EXERCISE BRIEF. Rewrite the items from their start through the line containing "[[330, 217], [306, 156], [265, 149], [297, 199]]", keeping every request and shifting each answer's point coordinates up by 70 while leaving the pictures out.

---+---

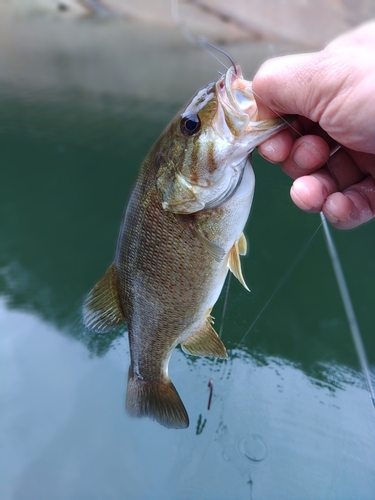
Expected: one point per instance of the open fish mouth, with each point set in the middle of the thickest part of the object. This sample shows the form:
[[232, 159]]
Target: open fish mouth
[[240, 111]]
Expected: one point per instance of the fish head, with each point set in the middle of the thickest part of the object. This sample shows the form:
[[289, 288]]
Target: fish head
[[205, 149]]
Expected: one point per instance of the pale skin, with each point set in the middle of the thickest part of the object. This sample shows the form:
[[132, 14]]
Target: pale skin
[[330, 151]]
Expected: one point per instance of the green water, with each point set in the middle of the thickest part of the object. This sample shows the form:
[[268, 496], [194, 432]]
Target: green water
[[291, 417]]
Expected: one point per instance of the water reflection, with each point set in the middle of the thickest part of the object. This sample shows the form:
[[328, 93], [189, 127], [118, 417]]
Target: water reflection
[[289, 412]]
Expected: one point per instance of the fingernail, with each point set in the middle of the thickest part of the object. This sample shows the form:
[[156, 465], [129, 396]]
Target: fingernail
[[330, 217], [306, 156], [265, 149], [297, 199]]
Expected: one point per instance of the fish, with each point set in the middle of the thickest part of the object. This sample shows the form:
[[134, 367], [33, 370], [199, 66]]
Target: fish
[[182, 231]]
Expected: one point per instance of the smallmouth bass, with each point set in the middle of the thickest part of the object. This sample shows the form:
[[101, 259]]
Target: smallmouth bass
[[182, 231]]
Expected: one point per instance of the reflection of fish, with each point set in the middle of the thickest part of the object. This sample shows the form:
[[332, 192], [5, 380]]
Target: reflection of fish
[[182, 230]]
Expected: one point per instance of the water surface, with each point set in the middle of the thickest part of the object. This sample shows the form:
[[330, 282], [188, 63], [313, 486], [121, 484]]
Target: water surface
[[290, 418]]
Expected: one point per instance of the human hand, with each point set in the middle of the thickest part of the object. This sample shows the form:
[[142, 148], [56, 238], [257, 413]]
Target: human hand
[[333, 92]]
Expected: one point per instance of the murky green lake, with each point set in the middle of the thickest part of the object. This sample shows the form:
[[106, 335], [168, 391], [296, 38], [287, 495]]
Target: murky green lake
[[291, 417]]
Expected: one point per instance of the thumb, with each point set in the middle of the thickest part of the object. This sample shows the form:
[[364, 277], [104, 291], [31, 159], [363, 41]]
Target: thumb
[[288, 85]]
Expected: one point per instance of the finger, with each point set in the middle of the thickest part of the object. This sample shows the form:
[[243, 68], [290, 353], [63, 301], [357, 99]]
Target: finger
[[308, 154], [278, 148], [283, 85], [353, 207], [310, 192]]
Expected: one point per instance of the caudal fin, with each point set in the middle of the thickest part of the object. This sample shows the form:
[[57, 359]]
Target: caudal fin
[[158, 400]]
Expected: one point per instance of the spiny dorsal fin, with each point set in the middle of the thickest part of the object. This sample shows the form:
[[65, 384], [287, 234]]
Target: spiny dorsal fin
[[158, 400], [102, 309], [242, 245], [205, 342], [234, 263]]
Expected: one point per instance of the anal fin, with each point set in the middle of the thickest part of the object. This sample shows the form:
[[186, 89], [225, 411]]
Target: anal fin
[[205, 342], [102, 308], [234, 262], [156, 399]]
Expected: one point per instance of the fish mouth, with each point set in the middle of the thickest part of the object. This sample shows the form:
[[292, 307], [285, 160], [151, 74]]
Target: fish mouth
[[240, 111]]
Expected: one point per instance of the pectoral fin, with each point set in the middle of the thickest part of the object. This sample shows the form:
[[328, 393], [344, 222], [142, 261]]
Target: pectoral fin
[[242, 245], [234, 262], [102, 309], [205, 342], [214, 250]]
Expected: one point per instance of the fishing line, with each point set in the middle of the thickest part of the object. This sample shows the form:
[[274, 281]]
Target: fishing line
[[348, 306], [282, 281], [332, 251]]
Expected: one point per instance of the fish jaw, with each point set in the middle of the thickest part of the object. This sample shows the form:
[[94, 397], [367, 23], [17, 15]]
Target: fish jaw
[[202, 171]]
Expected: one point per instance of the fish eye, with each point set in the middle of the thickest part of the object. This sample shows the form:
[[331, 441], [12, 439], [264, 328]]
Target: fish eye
[[190, 124]]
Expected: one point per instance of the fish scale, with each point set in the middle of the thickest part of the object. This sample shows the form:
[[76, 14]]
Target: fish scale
[[182, 231]]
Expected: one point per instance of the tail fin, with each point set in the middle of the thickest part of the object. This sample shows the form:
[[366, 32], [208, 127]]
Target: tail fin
[[157, 400]]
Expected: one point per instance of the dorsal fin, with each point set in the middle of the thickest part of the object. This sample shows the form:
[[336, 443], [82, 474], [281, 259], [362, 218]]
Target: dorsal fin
[[234, 262], [102, 308], [205, 342]]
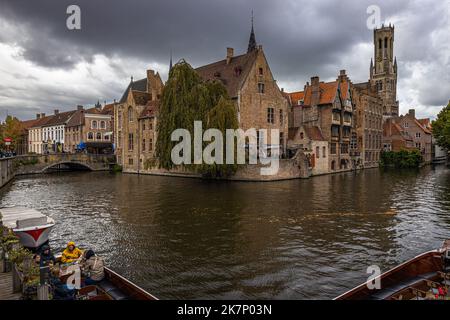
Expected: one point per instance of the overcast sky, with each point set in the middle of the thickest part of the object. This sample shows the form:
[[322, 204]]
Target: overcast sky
[[44, 66]]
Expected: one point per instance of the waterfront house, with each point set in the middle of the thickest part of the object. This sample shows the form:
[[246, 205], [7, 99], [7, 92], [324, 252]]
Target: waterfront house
[[328, 106], [259, 102], [53, 131], [135, 122], [35, 133], [310, 141]]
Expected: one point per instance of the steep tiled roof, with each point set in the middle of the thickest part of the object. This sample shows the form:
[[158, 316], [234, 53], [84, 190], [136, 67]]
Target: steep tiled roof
[[59, 119], [141, 98], [328, 91], [150, 110], [140, 85], [108, 109], [77, 119], [314, 133], [41, 122], [28, 123], [423, 127], [296, 96], [232, 74]]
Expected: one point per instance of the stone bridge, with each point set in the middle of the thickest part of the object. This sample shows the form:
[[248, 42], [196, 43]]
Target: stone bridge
[[29, 164]]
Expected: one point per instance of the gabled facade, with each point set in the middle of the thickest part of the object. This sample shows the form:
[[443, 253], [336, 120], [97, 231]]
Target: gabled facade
[[53, 132], [420, 134], [329, 106], [134, 115], [259, 102], [310, 141]]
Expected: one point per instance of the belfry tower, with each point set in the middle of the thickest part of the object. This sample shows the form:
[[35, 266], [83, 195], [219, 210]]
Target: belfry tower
[[383, 69]]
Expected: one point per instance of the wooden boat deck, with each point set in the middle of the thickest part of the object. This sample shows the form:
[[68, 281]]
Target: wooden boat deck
[[6, 287]]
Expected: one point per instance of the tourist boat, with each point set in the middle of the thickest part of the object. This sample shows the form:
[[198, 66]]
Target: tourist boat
[[31, 226], [113, 287], [425, 277]]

---+---

SOLUTION.
Expected: one point per instance of the open fish mouth, with each point set in the middle of the thickest part of the object. This sample shows the form:
[[232, 159]]
Target: open fish mouth
[[310, 181]]
Expected: one point per instance of the fish head, with each point set in the middle of the thickest part of the object. This sample shows the form:
[[289, 288]]
Target: fish head
[[275, 219]]
Expected: one point per instance of the pale skin, with each point set in the middle of the thickest part of the object. This sample shows the form:
[[132, 14]]
Target: pale skin
[[400, 221]]
Expected: one point per instance of the green water, with each point set in the middle of the thickest part of the object. This sample shows the form:
[[268, 496], [194, 432]]
Target: green water
[[361, 487]]
Expected: one point per instance of the water reflection, with each point set in the middle of the thickest part of the object. This sample shows the form:
[[328, 93], [189, 127], [118, 417]]
Target: water reflection
[[359, 482]]
Expected: one point per instance of the fingernail, with each point set in the middle of the thickest part of the object. This sample shows the form:
[[156, 465], [129, 396]]
Target: fingernail
[[400, 287], [376, 226], [335, 219], [367, 269]]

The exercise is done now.